**Work instruction**: In the text about Pierre Gilliard and Anderson, to whom did Gilliard say on leaving the hospital that they could not say she was not Grand Duchess Anastasia?

**Source document**:
* * * * * * * * *
On departure from the hospital, Gilliard told the Danish Ambassador in Berlin, Herluf Zahle, "We are going away without being able to say that she is not Grand Duchess Anastasia." Gilliard later wrote to von Rathlef making further inquiries about Anderson's health, but he referred to her as "the invalid" rather than "Anastasia". By the beginning of 1926, however, Gilliard was clearly of the opinion that Anderson was an impostor.

Pierre Gilliard (1923). Thirteen Years at the Russian Court (open source). Chapter Thirteen "Tsar at the Duma – Galacia – Life at G.Q.H. – Growing Disaffection". Click to open the PDF.

While supporters of Anderson insisted that the Gilliards recognized her as Anastasia and then recanted, possibly the couple was hesitant at first because her emaciated condition made her look so different from the plump teenage Anastasia they had last seen. While this was enough to suspend their initial doubts, they eventually decided, once she was better and they could question her more closely, that she was an impostor. Anderson's supporters accused Gilliard of turning his back on her because he was paid off by the Tsarina's brother, Ernest Louis, Grand Duke of Hesse.
* * * * * * * * *
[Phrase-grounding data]
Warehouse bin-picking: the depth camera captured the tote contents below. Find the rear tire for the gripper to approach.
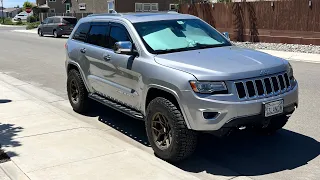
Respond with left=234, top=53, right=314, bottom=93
left=146, top=97, right=198, bottom=163
left=259, top=115, right=289, bottom=135
left=38, top=29, right=43, bottom=37
left=67, top=69, right=90, bottom=114
left=53, top=30, right=59, bottom=38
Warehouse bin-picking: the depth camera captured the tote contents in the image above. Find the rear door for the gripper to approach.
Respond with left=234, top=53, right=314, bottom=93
left=83, top=22, right=114, bottom=97
left=45, top=17, right=54, bottom=34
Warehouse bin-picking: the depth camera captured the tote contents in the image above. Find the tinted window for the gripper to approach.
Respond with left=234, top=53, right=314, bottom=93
left=73, top=23, right=90, bottom=42
left=87, top=25, right=109, bottom=47
left=48, top=18, right=53, bottom=23
left=110, top=26, right=130, bottom=48
left=62, top=18, right=77, bottom=24
left=53, top=18, right=60, bottom=23
left=43, top=19, right=49, bottom=24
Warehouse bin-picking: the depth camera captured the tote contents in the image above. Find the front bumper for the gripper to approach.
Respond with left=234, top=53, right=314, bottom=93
left=181, top=83, right=299, bottom=131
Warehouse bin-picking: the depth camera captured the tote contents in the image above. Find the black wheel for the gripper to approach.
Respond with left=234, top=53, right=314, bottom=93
left=67, top=69, right=90, bottom=114
left=38, top=29, right=43, bottom=37
left=258, top=115, right=289, bottom=135
left=146, top=97, right=198, bottom=163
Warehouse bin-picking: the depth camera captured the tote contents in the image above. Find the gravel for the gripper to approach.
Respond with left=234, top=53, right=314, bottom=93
left=233, top=42, right=320, bottom=54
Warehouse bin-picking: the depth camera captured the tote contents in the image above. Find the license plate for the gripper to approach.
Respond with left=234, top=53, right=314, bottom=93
left=264, top=100, right=283, bottom=117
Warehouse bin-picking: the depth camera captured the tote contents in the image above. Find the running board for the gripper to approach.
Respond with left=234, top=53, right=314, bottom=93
left=89, top=93, right=144, bottom=120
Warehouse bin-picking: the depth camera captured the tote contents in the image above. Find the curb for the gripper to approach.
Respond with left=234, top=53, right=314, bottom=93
left=256, top=49, right=320, bottom=63
left=0, top=72, right=205, bottom=180
left=12, top=29, right=38, bottom=34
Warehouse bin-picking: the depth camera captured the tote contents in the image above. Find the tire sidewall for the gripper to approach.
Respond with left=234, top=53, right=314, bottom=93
left=53, top=31, right=58, bottom=38
left=67, top=71, right=85, bottom=110
left=146, top=101, right=178, bottom=159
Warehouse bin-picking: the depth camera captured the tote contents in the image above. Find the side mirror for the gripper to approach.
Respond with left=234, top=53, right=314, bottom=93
left=222, top=32, right=230, bottom=39
left=113, top=41, right=134, bottom=55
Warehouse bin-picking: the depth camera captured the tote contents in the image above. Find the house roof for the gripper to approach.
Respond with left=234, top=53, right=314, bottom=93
left=4, top=8, right=21, bottom=13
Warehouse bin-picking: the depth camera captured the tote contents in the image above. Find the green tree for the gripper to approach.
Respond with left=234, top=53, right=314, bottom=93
left=23, top=1, right=33, bottom=10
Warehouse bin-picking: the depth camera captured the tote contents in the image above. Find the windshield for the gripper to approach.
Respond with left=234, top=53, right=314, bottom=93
left=134, top=19, right=231, bottom=54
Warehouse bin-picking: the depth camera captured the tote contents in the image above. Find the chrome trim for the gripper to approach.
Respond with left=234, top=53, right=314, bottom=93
left=233, top=72, right=292, bottom=100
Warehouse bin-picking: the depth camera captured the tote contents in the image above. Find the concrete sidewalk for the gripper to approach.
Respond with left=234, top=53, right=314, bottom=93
left=12, top=28, right=38, bottom=34
left=0, top=73, right=197, bottom=180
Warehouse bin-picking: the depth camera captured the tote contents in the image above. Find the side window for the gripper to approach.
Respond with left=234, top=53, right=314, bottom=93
left=48, top=18, right=53, bottom=23
left=109, top=26, right=131, bottom=49
left=53, top=18, right=60, bottom=23
left=72, top=23, right=90, bottom=42
left=87, top=25, right=110, bottom=48
left=43, top=18, right=48, bottom=24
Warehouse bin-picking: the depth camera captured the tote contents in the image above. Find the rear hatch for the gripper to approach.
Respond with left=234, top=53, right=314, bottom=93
left=61, top=17, right=77, bottom=31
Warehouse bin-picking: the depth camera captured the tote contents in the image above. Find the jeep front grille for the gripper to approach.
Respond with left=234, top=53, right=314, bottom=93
left=235, top=73, right=291, bottom=99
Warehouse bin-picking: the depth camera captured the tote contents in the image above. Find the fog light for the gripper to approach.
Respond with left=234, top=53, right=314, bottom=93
left=203, top=112, right=219, bottom=119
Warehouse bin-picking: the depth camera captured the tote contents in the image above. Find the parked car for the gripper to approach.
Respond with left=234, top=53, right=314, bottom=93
left=38, top=16, right=78, bottom=38
left=13, top=12, right=28, bottom=21
left=65, top=12, right=298, bottom=162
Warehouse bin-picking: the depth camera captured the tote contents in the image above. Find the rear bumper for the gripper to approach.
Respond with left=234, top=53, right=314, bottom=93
left=181, top=84, right=298, bottom=131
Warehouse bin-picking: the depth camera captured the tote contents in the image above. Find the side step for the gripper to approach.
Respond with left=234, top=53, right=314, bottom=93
left=89, top=93, right=144, bottom=120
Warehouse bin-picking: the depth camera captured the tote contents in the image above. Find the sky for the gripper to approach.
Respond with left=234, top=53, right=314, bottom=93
left=0, top=0, right=36, bottom=8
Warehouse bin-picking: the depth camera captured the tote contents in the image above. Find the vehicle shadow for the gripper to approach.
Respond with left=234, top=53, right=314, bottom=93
left=84, top=104, right=320, bottom=176
left=0, top=123, right=23, bottom=159
left=0, top=99, right=12, bottom=104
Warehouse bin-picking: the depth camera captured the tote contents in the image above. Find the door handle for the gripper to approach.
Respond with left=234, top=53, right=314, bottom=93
left=103, top=55, right=111, bottom=61
left=80, top=48, right=87, bottom=53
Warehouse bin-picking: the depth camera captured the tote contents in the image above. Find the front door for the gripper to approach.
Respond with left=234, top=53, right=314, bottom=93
left=101, top=22, right=140, bottom=107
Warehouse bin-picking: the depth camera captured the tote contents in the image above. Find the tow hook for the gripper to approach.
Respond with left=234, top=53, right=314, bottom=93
left=262, top=118, right=270, bottom=128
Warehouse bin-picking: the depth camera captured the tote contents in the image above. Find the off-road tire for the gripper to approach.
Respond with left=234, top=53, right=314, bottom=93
left=258, top=115, right=289, bottom=135
left=53, top=30, right=61, bottom=38
left=38, top=29, right=43, bottom=37
left=67, top=69, right=90, bottom=114
left=145, top=97, right=198, bottom=163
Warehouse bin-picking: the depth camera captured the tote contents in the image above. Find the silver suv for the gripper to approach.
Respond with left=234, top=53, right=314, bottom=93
left=66, top=12, right=298, bottom=162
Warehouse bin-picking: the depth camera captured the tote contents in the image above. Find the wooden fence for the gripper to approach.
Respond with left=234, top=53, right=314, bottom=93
left=179, top=0, right=320, bottom=45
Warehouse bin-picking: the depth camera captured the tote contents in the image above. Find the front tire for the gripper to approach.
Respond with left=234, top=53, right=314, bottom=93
left=53, top=30, right=61, bottom=38
left=38, top=29, right=43, bottom=37
left=67, top=69, right=90, bottom=114
left=146, top=97, right=198, bottom=163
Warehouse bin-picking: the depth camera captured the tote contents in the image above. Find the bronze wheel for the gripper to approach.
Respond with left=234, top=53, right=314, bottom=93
left=152, top=112, right=172, bottom=150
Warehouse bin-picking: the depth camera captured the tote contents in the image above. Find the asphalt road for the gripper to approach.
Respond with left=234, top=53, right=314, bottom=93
left=0, top=27, right=320, bottom=180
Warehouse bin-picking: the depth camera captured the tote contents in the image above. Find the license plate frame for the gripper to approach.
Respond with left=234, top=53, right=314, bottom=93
left=263, top=99, right=284, bottom=117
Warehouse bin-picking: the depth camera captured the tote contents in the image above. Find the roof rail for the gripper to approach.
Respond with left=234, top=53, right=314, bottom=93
left=88, top=11, right=122, bottom=17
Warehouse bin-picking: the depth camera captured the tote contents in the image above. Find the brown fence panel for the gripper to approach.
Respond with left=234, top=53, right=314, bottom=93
left=179, top=0, right=320, bottom=45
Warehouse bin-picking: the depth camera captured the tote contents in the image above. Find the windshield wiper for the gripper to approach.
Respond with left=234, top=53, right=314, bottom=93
left=154, top=48, right=187, bottom=54
left=194, top=43, right=227, bottom=48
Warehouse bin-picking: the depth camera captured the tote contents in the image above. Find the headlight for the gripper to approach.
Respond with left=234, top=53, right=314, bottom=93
left=190, top=81, right=228, bottom=94
left=287, top=63, right=293, bottom=79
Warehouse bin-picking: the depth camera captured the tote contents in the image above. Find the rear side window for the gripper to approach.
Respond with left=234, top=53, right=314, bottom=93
left=62, top=18, right=77, bottom=25
left=110, top=26, right=130, bottom=48
left=53, top=18, right=60, bottom=23
left=87, top=25, right=110, bottom=48
left=73, top=23, right=90, bottom=42
left=48, top=18, right=53, bottom=23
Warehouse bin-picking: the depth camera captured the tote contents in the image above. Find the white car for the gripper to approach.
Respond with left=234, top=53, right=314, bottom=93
left=13, top=13, right=28, bottom=21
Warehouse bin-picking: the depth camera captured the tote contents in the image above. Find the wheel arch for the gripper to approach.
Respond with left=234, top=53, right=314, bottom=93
left=66, top=61, right=90, bottom=92
left=142, top=85, right=191, bottom=129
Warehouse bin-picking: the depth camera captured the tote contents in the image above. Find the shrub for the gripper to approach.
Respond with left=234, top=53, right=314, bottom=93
left=16, top=20, right=23, bottom=25
left=26, top=22, right=40, bottom=30
left=0, top=18, right=14, bottom=25
left=27, top=16, right=37, bottom=23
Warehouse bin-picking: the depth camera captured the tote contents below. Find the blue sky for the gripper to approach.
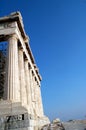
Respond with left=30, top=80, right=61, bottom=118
left=0, top=0, right=86, bottom=120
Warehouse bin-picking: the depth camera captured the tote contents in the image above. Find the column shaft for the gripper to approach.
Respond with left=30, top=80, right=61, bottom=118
left=25, top=60, right=32, bottom=113
left=4, top=35, right=20, bottom=101
left=19, top=49, right=27, bottom=105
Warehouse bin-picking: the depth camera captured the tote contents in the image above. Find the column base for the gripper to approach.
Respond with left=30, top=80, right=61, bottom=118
left=0, top=100, right=49, bottom=130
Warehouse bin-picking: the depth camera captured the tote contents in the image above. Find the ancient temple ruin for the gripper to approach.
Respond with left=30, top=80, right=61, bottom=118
left=0, top=12, right=49, bottom=130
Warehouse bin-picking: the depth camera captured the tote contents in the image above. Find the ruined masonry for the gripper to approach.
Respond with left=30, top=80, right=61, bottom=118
left=0, top=12, right=49, bottom=130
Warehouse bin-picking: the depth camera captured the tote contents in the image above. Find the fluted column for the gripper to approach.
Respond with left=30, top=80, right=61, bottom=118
left=29, top=68, right=34, bottom=115
left=38, top=86, right=43, bottom=116
left=19, top=48, right=27, bottom=105
left=25, top=60, right=32, bottom=112
left=4, top=35, right=20, bottom=101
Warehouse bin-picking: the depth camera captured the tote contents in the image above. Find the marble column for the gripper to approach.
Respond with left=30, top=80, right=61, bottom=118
left=29, top=68, right=34, bottom=115
left=37, top=86, right=44, bottom=117
left=4, top=35, right=20, bottom=101
left=25, top=59, right=32, bottom=113
left=19, top=48, right=27, bottom=105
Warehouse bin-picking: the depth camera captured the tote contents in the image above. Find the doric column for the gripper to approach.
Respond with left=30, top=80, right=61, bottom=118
left=37, top=86, right=44, bottom=116
left=25, top=59, right=32, bottom=113
left=19, top=48, right=27, bottom=105
left=29, top=68, right=34, bottom=115
left=4, top=35, right=20, bottom=101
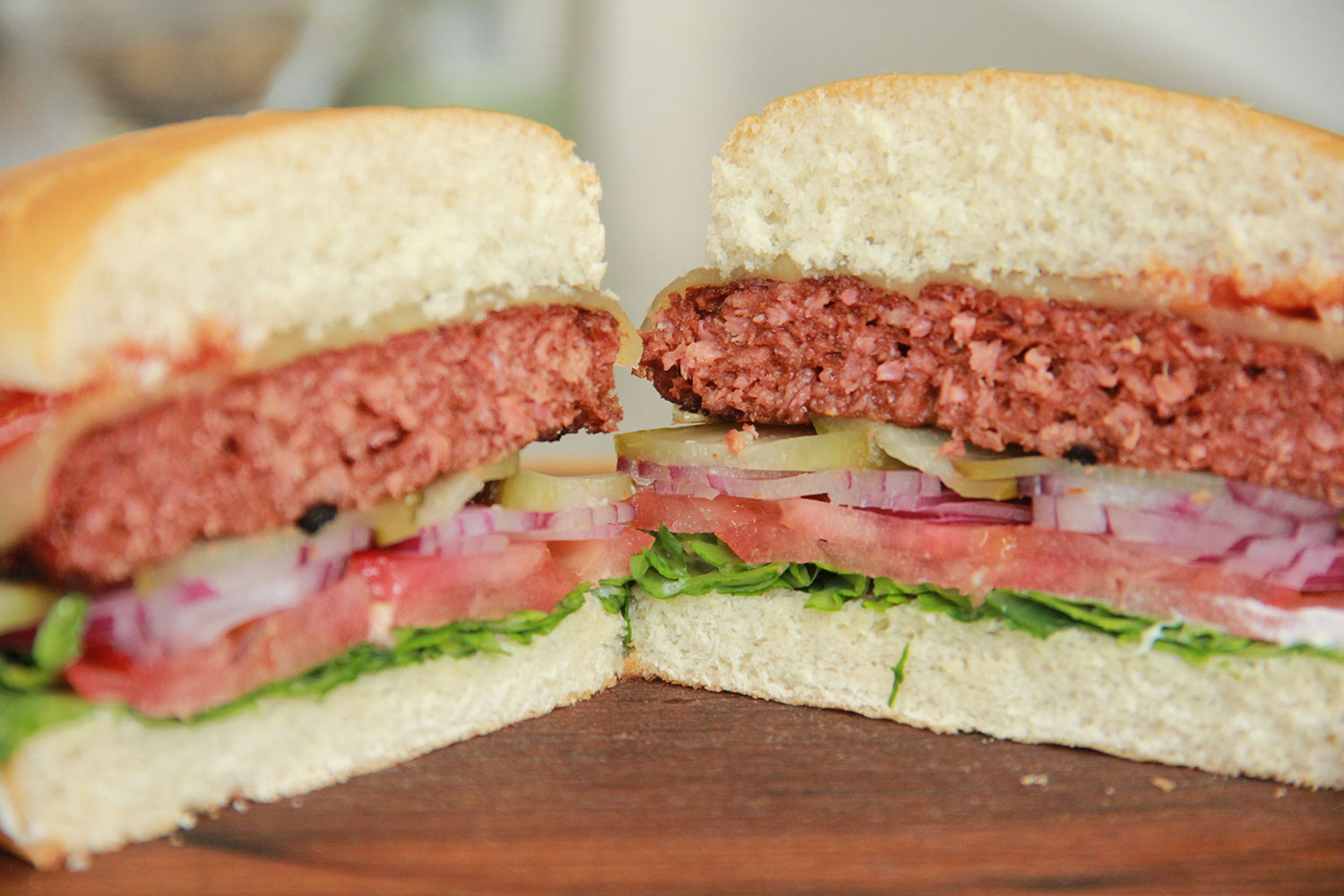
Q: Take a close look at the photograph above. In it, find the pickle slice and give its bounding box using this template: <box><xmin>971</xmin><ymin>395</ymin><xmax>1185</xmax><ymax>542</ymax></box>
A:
<box><xmin>0</xmin><ymin>582</ymin><xmax>61</xmax><ymax>634</ymax></box>
<box><xmin>382</xmin><ymin>454</ymin><xmax>519</xmax><ymax>546</ymax></box>
<box><xmin>812</xmin><ymin>417</ymin><xmax>1018</xmax><ymax>501</ymax></box>
<box><xmin>495</xmin><ymin>470</ymin><xmax>634</xmax><ymax>511</ymax></box>
<box><xmin>814</xmin><ymin>418</ymin><xmax>1228</xmax><ymax>501</ymax></box>
<box><xmin>616</xmin><ymin>423</ymin><xmax>892</xmax><ymax>471</ymax></box>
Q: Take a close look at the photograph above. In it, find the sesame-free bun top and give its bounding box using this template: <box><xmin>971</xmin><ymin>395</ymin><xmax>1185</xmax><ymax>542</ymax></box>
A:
<box><xmin>0</xmin><ymin>108</ymin><xmax>615</xmax><ymax>391</ymax></box>
<box><xmin>707</xmin><ymin>71</ymin><xmax>1344</xmax><ymax>323</ymax></box>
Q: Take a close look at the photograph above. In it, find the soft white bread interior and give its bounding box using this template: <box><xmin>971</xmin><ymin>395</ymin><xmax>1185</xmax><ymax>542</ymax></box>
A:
<box><xmin>0</xmin><ymin>108</ymin><xmax>618</xmax><ymax>391</ymax></box>
<box><xmin>707</xmin><ymin>71</ymin><xmax>1344</xmax><ymax>305</ymax></box>
<box><xmin>626</xmin><ymin>590</ymin><xmax>1344</xmax><ymax>788</ymax></box>
<box><xmin>0</xmin><ymin>598</ymin><xmax>625</xmax><ymax>866</ymax></box>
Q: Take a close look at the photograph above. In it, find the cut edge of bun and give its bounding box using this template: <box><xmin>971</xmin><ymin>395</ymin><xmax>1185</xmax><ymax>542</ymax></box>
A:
<box><xmin>0</xmin><ymin>597</ymin><xmax>625</xmax><ymax>868</ymax></box>
<box><xmin>707</xmin><ymin>70</ymin><xmax>1344</xmax><ymax>315</ymax></box>
<box><xmin>0</xmin><ymin>108</ymin><xmax>605</xmax><ymax>392</ymax></box>
<box><xmin>625</xmin><ymin>589</ymin><xmax>1344</xmax><ymax>788</ymax></box>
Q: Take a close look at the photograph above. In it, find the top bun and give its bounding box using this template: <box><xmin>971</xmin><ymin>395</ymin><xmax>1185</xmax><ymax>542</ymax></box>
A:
<box><xmin>707</xmin><ymin>71</ymin><xmax>1344</xmax><ymax>317</ymax></box>
<box><xmin>0</xmin><ymin>108</ymin><xmax>605</xmax><ymax>391</ymax></box>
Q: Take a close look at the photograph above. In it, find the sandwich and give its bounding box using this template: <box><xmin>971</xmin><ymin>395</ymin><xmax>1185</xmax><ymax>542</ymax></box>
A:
<box><xmin>617</xmin><ymin>71</ymin><xmax>1344</xmax><ymax>788</ymax></box>
<box><xmin>0</xmin><ymin>108</ymin><xmax>647</xmax><ymax>866</ymax></box>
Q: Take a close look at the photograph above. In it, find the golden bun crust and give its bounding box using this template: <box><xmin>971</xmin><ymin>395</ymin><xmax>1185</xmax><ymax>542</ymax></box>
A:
* * * * * * * * *
**Exercise answer**: Herluf Zahle, the Danish Ambassador in Berlin.